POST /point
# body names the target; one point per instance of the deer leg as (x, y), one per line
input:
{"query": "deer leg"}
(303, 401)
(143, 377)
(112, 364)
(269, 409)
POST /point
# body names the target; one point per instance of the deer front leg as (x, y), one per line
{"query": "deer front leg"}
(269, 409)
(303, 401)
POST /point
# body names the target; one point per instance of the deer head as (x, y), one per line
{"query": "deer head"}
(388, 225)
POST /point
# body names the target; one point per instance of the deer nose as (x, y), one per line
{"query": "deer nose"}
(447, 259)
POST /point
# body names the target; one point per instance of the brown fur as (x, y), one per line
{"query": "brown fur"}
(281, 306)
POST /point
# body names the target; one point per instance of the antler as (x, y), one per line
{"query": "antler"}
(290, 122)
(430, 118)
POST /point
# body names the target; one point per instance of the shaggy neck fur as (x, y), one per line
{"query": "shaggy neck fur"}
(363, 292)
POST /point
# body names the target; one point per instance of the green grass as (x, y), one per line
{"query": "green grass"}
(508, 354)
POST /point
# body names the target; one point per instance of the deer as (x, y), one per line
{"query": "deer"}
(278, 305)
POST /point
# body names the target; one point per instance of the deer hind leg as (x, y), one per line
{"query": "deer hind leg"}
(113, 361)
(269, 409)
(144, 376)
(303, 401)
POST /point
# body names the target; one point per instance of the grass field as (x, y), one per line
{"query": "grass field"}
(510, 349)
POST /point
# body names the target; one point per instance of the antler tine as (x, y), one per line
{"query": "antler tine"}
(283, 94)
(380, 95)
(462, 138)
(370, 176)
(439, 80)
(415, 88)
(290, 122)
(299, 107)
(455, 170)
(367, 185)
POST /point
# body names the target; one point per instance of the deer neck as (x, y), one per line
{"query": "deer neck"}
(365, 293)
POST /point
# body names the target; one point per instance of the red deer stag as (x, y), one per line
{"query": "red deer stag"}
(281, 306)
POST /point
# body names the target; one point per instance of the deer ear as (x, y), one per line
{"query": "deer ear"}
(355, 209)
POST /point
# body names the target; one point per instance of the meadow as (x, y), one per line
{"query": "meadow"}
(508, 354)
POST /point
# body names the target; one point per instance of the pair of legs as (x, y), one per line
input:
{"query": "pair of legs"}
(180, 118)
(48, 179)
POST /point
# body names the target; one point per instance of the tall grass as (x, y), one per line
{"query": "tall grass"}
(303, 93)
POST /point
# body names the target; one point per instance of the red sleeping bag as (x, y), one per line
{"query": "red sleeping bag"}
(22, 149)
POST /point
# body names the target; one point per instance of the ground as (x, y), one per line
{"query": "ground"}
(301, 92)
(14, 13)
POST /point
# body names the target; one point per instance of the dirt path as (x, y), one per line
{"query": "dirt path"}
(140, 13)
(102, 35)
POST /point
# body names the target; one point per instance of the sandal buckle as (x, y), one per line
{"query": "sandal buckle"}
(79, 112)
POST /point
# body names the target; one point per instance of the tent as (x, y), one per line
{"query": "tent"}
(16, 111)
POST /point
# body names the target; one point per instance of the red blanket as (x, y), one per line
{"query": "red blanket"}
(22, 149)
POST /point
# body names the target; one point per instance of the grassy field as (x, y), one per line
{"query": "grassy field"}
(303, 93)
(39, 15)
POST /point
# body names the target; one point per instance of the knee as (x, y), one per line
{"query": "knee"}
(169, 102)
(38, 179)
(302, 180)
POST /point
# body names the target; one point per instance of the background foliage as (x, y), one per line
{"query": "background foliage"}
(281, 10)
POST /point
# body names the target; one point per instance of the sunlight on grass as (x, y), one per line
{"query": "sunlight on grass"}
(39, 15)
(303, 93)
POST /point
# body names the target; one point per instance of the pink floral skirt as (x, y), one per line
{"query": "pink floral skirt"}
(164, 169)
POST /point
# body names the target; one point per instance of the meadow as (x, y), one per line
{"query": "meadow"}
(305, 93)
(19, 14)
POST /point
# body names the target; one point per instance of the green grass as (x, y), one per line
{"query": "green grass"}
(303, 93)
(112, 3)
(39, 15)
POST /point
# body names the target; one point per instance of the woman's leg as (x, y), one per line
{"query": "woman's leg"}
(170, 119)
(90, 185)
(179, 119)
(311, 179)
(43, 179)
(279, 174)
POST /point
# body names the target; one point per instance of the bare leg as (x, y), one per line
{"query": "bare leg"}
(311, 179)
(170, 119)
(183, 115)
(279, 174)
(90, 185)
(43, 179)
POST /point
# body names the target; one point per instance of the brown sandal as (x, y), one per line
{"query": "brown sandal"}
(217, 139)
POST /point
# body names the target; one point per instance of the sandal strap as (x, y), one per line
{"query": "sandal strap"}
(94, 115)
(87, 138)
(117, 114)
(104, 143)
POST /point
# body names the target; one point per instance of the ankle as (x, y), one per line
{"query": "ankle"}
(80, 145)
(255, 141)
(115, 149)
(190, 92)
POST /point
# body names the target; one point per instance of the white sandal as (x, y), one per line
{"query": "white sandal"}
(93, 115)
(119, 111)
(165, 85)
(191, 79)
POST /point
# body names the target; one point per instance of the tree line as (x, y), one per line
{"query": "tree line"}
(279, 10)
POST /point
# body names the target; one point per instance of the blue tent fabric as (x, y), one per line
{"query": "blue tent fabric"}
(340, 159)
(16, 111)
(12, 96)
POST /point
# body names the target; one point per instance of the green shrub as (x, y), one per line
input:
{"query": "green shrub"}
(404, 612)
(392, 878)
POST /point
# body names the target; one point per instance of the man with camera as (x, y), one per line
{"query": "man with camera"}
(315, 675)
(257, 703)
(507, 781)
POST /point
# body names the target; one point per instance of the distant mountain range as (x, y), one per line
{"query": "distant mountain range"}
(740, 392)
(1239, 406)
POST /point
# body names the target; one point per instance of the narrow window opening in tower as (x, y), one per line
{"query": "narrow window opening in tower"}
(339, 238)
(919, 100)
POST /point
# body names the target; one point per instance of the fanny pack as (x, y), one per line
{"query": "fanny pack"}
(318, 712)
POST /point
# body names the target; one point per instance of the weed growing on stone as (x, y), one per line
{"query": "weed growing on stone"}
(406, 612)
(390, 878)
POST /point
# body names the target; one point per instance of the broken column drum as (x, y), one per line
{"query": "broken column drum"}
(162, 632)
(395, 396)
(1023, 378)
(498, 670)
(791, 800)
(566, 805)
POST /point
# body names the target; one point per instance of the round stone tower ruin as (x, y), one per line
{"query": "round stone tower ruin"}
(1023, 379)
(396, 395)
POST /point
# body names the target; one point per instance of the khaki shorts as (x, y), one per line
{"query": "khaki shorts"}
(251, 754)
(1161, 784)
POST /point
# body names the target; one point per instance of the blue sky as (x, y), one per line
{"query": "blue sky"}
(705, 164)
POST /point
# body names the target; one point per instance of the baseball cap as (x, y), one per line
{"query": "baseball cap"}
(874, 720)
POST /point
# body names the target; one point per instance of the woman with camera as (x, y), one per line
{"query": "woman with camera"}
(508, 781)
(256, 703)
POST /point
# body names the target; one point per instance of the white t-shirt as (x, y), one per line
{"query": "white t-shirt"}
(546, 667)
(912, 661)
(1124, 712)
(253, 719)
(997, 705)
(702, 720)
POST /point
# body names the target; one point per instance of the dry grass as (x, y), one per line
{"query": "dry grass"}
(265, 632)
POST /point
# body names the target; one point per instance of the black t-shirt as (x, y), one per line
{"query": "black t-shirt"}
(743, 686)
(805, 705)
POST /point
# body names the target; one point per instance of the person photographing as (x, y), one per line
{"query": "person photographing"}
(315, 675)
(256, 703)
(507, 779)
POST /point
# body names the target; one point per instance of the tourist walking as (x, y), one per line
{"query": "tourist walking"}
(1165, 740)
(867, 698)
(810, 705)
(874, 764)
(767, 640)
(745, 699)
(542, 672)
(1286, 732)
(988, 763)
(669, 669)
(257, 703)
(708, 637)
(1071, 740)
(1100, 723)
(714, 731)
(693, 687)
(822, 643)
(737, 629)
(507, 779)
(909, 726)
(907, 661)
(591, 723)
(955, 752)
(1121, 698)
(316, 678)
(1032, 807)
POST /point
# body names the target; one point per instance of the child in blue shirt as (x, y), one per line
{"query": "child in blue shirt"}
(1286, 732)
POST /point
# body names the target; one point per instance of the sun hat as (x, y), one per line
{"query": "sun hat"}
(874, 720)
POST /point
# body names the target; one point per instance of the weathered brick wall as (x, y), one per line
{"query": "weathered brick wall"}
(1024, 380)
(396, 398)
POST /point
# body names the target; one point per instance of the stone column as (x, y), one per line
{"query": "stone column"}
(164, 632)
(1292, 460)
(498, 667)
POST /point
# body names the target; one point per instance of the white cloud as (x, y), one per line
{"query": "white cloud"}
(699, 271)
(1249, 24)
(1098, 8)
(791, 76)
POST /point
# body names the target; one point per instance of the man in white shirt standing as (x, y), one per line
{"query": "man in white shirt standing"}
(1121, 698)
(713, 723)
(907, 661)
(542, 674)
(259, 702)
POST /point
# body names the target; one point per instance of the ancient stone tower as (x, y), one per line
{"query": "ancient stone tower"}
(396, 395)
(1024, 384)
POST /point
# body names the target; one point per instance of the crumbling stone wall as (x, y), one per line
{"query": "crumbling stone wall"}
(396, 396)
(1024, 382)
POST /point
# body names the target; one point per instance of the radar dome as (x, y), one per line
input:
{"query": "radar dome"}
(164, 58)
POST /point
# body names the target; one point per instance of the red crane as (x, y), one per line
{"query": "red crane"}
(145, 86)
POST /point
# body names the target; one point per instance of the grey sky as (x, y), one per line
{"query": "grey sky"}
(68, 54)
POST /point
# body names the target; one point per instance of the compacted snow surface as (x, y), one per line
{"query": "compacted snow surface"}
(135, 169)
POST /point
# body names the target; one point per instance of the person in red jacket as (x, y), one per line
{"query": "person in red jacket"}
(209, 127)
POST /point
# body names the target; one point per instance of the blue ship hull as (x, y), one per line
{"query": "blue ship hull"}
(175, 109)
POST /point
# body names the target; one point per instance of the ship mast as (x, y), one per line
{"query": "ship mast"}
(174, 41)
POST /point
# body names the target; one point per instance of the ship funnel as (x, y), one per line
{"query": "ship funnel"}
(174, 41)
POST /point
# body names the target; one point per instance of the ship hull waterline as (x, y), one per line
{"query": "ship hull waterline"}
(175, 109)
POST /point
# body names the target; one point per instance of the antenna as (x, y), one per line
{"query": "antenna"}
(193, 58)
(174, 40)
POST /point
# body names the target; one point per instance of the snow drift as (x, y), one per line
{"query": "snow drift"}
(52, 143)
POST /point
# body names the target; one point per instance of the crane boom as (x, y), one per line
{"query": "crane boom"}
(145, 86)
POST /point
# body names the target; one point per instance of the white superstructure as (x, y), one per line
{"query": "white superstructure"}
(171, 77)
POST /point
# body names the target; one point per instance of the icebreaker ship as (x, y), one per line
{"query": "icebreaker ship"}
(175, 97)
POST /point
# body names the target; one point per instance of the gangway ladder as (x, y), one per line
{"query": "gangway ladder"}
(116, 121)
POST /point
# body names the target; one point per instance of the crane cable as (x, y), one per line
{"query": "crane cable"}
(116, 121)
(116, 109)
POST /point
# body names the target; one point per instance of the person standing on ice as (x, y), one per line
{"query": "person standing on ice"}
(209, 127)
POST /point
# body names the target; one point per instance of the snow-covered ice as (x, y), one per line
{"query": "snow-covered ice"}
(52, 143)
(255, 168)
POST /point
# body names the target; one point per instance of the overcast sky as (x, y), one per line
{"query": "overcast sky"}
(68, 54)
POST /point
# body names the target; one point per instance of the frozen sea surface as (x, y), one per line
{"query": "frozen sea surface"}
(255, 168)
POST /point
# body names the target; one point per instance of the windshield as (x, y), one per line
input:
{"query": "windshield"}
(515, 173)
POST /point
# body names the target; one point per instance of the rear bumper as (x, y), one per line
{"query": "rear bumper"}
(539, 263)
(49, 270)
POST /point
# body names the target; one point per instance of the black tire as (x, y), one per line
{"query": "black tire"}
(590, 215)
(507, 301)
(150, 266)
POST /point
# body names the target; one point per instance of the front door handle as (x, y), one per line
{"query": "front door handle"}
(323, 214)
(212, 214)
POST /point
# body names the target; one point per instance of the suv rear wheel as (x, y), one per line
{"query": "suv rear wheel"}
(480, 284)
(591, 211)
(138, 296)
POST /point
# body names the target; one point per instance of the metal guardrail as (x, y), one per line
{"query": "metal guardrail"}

What to do. How many lines in the records above contain the string "funnel"? Reply with the number alone.

Response. 2